▶ WHAT IS NEEDED
Copy out all of the rows below line for line, with no changes, and leave out the pictures.

▶ MATERIAL PROVIDED
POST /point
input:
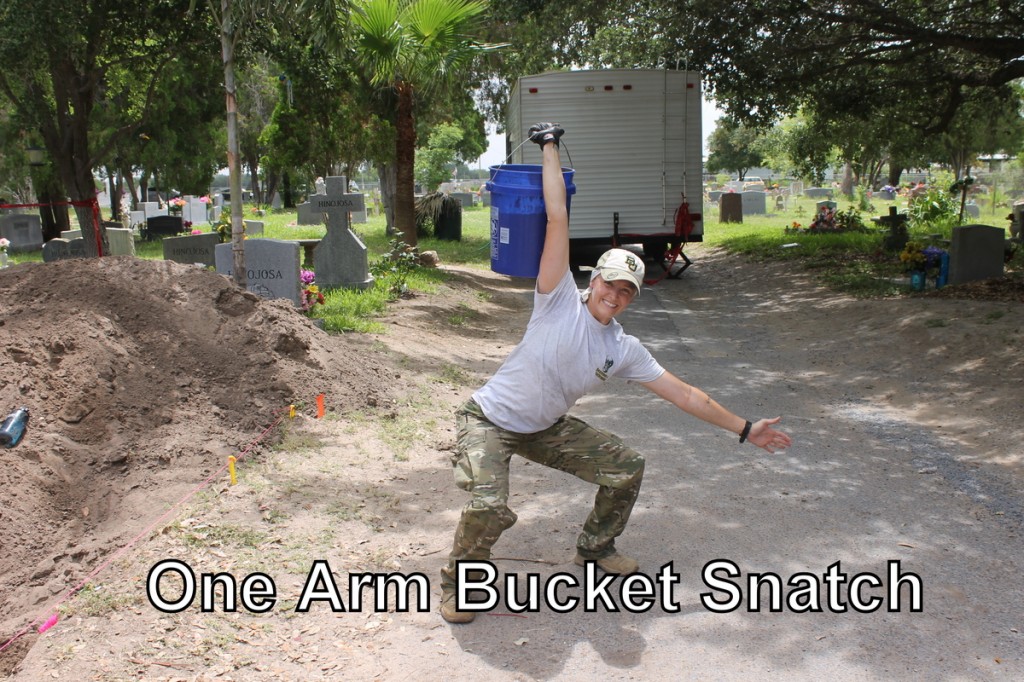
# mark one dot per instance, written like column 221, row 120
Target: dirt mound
column 141, row 377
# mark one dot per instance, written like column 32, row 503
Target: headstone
column 55, row 250
column 194, row 210
column 1017, row 224
column 271, row 267
column 306, row 214
column 24, row 230
column 754, row 203
column 340, row 258
column 164, row 225
column 120, row 241
column 976, row 253
column 465, row 197
column 152, row 209
column 730, row 208
column 193, row 249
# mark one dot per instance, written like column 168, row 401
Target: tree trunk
column 386, row 175
column 258, row 197
column 404, row 201
column 847, row 185
column 233, row 160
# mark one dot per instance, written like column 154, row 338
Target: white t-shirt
column 564, row 353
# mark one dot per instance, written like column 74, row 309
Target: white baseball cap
column 620, row 264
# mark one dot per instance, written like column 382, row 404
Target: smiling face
column 607, row 299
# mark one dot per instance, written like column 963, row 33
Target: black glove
column 542, row 133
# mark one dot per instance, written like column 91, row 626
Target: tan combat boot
column 615, row 563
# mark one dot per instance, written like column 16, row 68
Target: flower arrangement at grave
column 310, row 296
column 913, row 257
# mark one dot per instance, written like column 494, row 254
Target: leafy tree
column 58, row 60
column 733, row 146
column 434, row 162
column 412, row 45
column 235, row 18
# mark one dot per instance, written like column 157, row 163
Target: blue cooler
column 518, row 220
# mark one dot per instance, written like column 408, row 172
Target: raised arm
column 555, row 257
column 694, row 401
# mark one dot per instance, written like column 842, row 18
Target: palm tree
column 410, row 45
column 235, row 18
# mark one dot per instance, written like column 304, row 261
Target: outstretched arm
column 555, row 257
column 694, row 401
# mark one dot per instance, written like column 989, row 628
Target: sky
column 496, row 141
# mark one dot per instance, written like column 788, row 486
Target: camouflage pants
column 481, row 461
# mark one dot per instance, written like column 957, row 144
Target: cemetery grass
column 851, row 262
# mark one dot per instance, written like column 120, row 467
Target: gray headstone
column 754, row 203
column 193, row 249
column 340, row 258
column 730, row 207
column 76, row 248
column 271, row 267
column 120, row 241
column 164, row 225
column 195, row 210
column 55, row 250
column 976, row 253
column 25, row 231
column 306, row 214
column 465, row 197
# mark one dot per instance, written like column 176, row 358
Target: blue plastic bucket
column 518, row 220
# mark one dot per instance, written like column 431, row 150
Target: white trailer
column 634, row 139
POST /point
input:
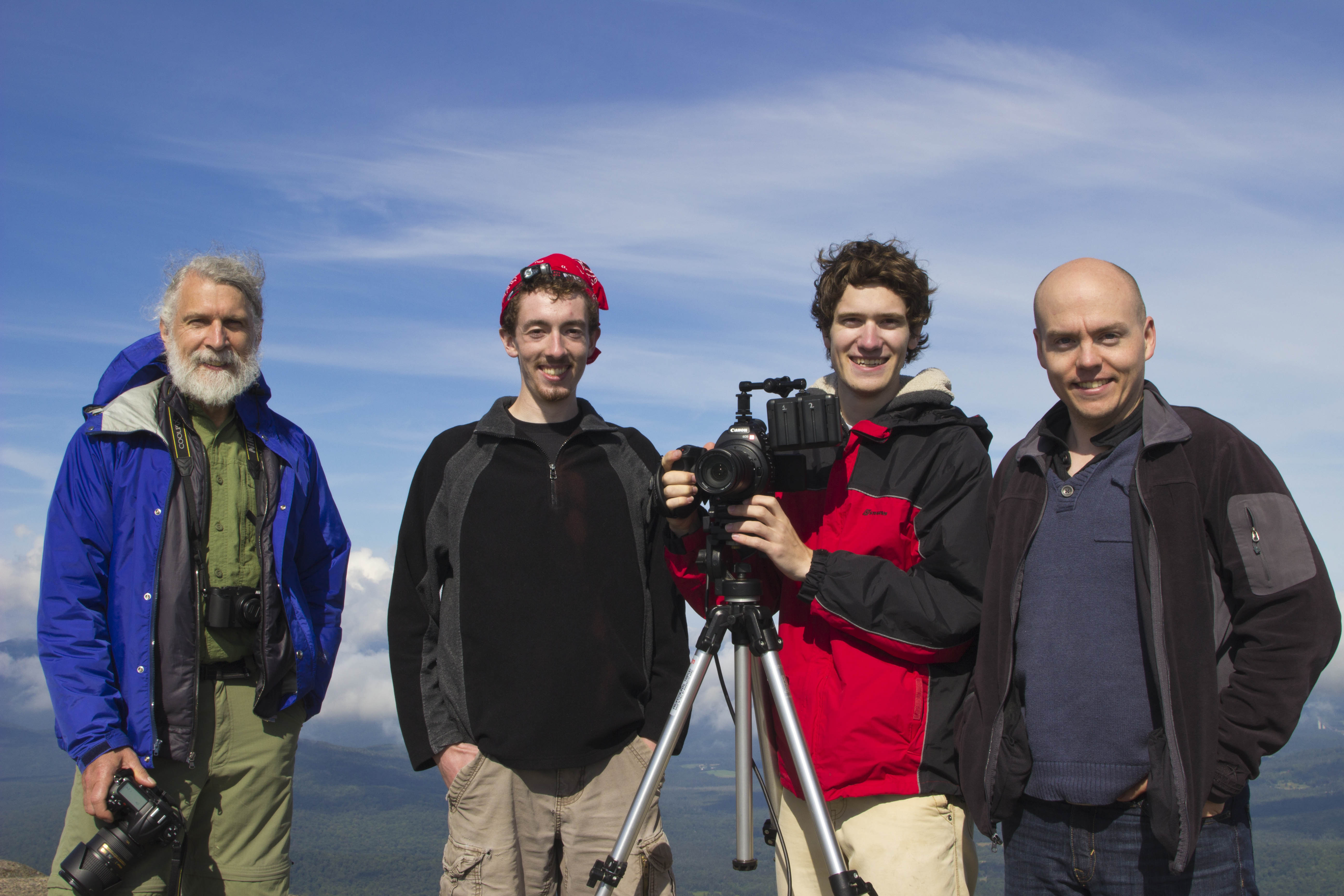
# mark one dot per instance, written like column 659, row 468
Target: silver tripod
column 756, row 649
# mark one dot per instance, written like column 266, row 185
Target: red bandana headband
column 558, row 264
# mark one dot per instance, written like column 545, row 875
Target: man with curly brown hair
column 877, row 570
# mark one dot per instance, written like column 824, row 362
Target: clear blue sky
column 396, row 164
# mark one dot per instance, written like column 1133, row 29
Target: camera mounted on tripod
column 746, row 459
column 752, row 460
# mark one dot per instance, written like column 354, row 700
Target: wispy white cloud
column 19, row 578
column 1218, row 190
column 725, row 187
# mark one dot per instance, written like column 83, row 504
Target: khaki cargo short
column 515, row 834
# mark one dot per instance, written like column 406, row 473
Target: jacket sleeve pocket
column 1272, row 542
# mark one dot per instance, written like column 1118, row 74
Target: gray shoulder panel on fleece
column 639, row 498
column 443, row 679
column 1272, row 541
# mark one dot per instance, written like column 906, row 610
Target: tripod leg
column 843, row 882
column 765, row 737
column 743, row 774
column 609, row 872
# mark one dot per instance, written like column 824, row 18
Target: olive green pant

▶ ANSWER
POST /point
input:
# mark one dot per instance, written like column 221, row 120
Target: dirt mound
column 141, row 377
# mark one dot per instance, written like column 32, row 503
Target: headstone
column 55, row 250
column 194, row 210
column 1017, row 224
column 271, row 267
column 306, row 214
column 24, row 230
column 754, row 203
column 340, row 258
column 164, row 225
column 120, row 241
column 976, row 253
column 465, row 197
column 152, row 209
column 730, row 208
column 193, row 249
# mark one dot per instance, written like column 168, row 401
Target: tree trunk
column 386, row 175
column 258, row 197
column 404, row 201
column 847, row 185
column 233, row 160
# mark one dot per instance, written like column 154, row 338
Target: white t-shirt
column 564, row 353
# mark one dot per instance, written like column 74, row 309
Target: white baseball cap
column 620, row 264
# mark one dot per instance, written like column 382, row 404
Target: smiling face
column 607, row 299
# mark one dot per instance, written like column 963, row 33
Target: black glove
column 542, row 133
# mark one dot per instance, written like column 91, row 626
Target: tan combat boot
column 615, row 563
# mark one dot per instance, written like column 16, row 68
Target: flower arrangement at grave
column 310, row 296
column 913, row 257
# mark one dot per instance, written like column 494, row 254
Target: leafy tree
column 58, row 60
column 733, row 146
column 434, row 162
column 412, row 45
column 235, row 18
# mark one dot per instance, written like column 157, row 163
Target: blue cooler
column 518, row 220
# mark one dot per instance, written like column 408, row 172
Target: raised arm
column 555, row 257
column 694, row 401
# mark one dot per instance, written like column 842, row 18
Target: palm tree
column 410, row 45
column 235, row 18
# mark one dot per instance, written like column 304, row 261
Target: outstretched arm
column 555, row 257
column 694, row 401
# mark one dot per instance, written like column 989, row 628
Target: sky
column 496, row 141
# mark one dot per instance, written like column 788, row 486
Target: camouflage pants
column 481, row 461
# mark one dot per instance, written like column 957, row 144
Target: cemetery grass
column 851, row 262
# mark one dot per instance, written like column 120, row 467
Target: gray headstone
column 754, row 203
column 193, row 249
column 340, row 258
column 730, row 207
column 76, row 248
column 271, row 267
column 120, row 241
column 164, row 225
column 195, row 210
column 55, row 250
column 976, row 253
column 25, row 231
column 306, row 214
column 465, row 197
# mark one dot per instance, written like column 176, row 358
Target: blue plastic bucket
column 518, row 220
# mark one dot per instance, written like column 431, row 150
Target: white trailer
column 634, row 139
POST /point
input:
# mark one dot per instance, written like column 659, row 468
Target: silver tripod
column 756, row 649
# mark one dot per instance, written like column 266, row 185
Target: red bandana headband
column 558, row 264
# mark one dot per instance, written like column 545, row 875
Target: man with curly brown hair
column 877, row 570
# mark one dot per instance, written like column 824, row 362
Target: clear blue sky
column 396, row 164
# mark one dot per instance, written like column 1133, row 29
Target: camera mounted on tripod
column 746, row 459
column 752, row 460
# mark one dot per instance, written like column 354, row 700
Target: wispy white cloud
column 19, row 578
column 1218, row 190
column 725, row 187
# mark one dot per instance, written like column 83, row 504
Target: khaki cargo short
column 515, row 834
# mark one dot per instance, written like column 406, row 473
Target: jacket sleeve pocket
column 1272, row 542
# mark one dot per instance, written like column 1118, row 74
Target: gray shoulder panel on fleece
column 639, row 498
column 443, row 679
column 1272, row 541
# mark one dot per instance, written like column 906, row 610
Target: tripod leg
column 843, row 882
column 765, row 737
column 743, row 774
column 609, row 872
# mark one dot per instance, written like column 824, row 18
Target: olive green pant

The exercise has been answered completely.